Records for the exercise:
* Begin *

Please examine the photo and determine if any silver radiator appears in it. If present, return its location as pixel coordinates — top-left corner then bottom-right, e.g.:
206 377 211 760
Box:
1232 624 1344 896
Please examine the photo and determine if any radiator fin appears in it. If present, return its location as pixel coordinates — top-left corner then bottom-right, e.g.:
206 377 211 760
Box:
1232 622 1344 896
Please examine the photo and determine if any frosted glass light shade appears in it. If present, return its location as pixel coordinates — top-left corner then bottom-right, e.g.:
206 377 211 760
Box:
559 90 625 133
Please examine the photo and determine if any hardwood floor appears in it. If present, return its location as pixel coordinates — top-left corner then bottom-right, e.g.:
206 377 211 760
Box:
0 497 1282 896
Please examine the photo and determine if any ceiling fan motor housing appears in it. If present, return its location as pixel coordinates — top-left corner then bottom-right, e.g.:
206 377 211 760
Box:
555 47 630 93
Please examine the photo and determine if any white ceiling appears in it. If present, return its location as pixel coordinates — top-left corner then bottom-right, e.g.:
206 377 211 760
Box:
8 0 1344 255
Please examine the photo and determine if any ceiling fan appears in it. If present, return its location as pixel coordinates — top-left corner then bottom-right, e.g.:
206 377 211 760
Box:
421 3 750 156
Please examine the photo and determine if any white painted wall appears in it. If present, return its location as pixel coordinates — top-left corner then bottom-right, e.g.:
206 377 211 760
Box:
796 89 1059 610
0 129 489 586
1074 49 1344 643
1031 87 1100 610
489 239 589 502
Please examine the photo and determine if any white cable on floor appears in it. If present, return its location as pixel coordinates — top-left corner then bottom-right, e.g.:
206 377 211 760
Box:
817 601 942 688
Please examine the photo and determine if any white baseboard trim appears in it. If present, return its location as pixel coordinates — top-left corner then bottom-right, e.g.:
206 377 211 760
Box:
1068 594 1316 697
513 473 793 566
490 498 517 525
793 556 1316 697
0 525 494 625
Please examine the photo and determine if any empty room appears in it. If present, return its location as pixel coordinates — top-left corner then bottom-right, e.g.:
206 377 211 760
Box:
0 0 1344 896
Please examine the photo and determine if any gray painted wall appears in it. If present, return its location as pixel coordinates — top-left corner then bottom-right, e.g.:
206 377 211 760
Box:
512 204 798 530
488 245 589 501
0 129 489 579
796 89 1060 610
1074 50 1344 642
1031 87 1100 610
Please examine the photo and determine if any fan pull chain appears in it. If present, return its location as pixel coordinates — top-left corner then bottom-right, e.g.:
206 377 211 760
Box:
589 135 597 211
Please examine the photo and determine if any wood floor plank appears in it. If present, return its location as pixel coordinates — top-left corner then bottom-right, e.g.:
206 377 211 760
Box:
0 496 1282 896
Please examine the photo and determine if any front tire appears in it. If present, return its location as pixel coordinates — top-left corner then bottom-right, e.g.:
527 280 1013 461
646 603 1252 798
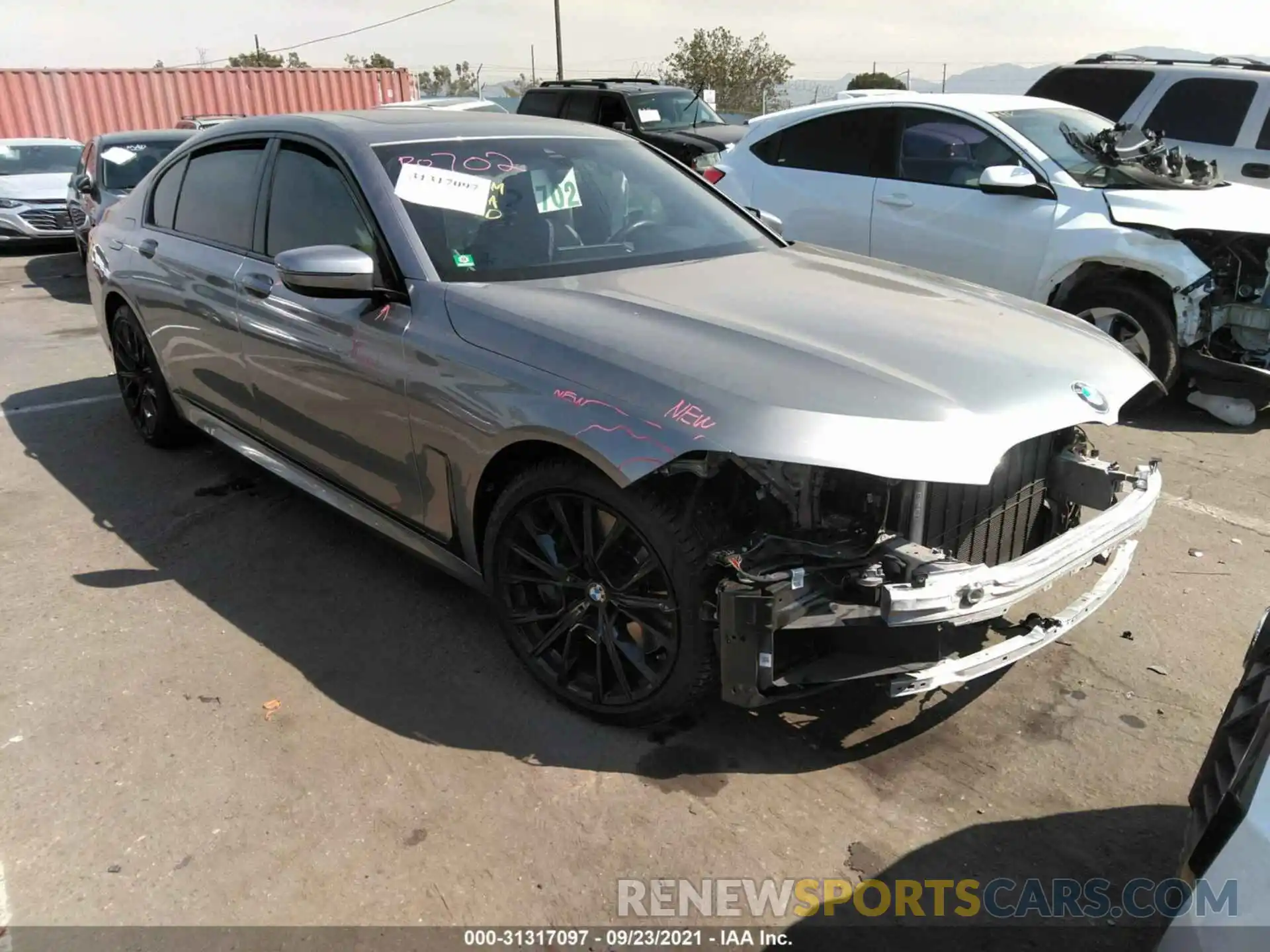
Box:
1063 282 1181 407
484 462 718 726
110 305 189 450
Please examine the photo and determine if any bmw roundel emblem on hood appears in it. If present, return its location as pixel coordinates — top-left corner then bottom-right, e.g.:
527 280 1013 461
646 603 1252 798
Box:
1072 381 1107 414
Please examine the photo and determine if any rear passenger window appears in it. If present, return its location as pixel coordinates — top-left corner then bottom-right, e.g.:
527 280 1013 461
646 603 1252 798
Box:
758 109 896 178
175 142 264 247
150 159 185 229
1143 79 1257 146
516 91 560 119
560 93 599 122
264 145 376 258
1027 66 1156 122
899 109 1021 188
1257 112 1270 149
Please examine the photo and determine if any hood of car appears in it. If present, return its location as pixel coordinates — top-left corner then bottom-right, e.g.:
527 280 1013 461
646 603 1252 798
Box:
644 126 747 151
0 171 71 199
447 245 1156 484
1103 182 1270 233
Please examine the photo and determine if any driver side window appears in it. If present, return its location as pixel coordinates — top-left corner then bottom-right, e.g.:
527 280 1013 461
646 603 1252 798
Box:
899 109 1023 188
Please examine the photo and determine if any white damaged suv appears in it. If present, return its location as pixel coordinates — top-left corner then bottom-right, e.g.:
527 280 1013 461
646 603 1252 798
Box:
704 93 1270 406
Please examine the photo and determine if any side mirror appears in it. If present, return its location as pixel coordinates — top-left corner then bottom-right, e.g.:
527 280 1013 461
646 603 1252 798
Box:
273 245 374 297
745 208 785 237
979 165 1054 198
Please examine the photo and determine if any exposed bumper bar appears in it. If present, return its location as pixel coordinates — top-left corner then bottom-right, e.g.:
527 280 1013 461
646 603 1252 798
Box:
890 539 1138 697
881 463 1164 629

* End *
* Begin *

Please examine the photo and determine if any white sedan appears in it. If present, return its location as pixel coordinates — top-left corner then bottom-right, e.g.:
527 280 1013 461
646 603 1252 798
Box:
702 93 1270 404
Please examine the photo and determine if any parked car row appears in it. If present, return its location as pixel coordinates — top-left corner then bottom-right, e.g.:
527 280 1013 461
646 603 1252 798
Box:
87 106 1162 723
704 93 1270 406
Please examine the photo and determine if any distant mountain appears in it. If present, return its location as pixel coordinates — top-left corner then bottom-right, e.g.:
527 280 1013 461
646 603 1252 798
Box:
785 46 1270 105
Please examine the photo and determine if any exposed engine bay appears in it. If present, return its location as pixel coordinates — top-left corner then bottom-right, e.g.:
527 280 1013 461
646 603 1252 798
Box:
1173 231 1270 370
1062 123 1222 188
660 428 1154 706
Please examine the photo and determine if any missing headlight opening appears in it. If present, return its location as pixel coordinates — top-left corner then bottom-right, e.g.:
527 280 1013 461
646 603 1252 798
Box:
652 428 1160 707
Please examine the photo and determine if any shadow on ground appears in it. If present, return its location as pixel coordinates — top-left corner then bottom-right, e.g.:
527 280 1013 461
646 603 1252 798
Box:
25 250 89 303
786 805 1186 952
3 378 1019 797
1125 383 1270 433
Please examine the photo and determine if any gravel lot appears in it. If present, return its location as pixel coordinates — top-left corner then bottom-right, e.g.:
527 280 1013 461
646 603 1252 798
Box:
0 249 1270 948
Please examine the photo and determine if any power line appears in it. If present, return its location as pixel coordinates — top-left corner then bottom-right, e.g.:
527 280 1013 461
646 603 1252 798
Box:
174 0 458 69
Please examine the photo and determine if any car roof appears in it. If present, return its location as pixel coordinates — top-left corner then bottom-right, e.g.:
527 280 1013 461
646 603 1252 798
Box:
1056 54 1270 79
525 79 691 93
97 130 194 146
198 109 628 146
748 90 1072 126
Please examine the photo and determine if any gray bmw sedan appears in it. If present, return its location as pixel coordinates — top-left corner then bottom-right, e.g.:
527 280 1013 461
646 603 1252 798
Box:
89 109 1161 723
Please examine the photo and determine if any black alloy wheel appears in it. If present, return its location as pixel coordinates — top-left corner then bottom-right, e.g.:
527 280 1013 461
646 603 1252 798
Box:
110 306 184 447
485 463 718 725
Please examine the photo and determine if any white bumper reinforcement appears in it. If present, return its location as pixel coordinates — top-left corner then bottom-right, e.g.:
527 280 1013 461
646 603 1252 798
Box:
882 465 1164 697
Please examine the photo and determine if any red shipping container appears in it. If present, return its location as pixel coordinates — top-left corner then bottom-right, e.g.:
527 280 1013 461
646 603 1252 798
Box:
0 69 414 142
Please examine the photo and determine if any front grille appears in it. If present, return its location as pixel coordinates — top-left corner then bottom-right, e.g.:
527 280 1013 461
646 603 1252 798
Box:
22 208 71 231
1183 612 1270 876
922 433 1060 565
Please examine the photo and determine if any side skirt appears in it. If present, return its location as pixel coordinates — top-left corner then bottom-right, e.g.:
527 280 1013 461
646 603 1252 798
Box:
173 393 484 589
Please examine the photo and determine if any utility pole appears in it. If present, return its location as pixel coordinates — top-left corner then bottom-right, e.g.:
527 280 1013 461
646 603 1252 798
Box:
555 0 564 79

* End *
* Begin *

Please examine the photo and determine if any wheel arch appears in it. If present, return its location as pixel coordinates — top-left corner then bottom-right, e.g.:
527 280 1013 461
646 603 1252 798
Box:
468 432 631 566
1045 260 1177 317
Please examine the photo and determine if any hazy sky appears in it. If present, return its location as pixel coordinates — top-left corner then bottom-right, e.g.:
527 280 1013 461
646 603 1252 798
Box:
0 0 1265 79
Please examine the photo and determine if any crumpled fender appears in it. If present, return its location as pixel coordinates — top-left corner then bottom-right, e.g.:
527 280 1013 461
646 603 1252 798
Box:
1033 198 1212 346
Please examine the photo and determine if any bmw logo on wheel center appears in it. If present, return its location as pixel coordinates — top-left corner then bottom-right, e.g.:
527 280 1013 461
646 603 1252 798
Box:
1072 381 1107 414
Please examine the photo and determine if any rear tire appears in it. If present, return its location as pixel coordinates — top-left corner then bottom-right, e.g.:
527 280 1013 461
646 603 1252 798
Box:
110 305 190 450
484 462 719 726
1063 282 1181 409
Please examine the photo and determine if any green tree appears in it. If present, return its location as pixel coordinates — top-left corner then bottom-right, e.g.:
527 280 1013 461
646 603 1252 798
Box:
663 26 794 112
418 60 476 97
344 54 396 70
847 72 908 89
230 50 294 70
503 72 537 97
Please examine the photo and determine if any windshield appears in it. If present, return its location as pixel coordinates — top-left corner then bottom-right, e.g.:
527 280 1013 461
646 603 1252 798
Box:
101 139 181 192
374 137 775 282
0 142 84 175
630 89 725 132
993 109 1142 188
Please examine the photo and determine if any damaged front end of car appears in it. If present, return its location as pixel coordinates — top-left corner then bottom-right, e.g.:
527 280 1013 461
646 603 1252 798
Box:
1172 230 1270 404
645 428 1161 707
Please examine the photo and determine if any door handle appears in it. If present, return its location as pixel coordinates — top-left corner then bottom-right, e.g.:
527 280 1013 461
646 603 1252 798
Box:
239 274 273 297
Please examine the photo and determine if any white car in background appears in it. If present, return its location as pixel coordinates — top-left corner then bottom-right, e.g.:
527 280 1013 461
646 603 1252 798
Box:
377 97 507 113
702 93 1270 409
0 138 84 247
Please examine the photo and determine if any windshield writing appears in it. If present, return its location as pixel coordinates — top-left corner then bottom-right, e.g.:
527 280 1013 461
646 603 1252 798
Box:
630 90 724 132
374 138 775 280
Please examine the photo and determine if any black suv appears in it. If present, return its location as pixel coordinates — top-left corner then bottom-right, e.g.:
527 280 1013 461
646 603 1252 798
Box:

* End *

Pick out every line in the rows above that contains the word "exposed", treating uppercase and lowercase as different.

Please examine the photo and determine if any exposed bumper bar appears in it. If present, return its location as pixel coordinates — top-left corner then bottom-right, e.g.:
Please examine the photo and determine if any exposed engine bay appears in it. If present, return its location as pixel coordinates — top-left corner then bottom-right, e.g.:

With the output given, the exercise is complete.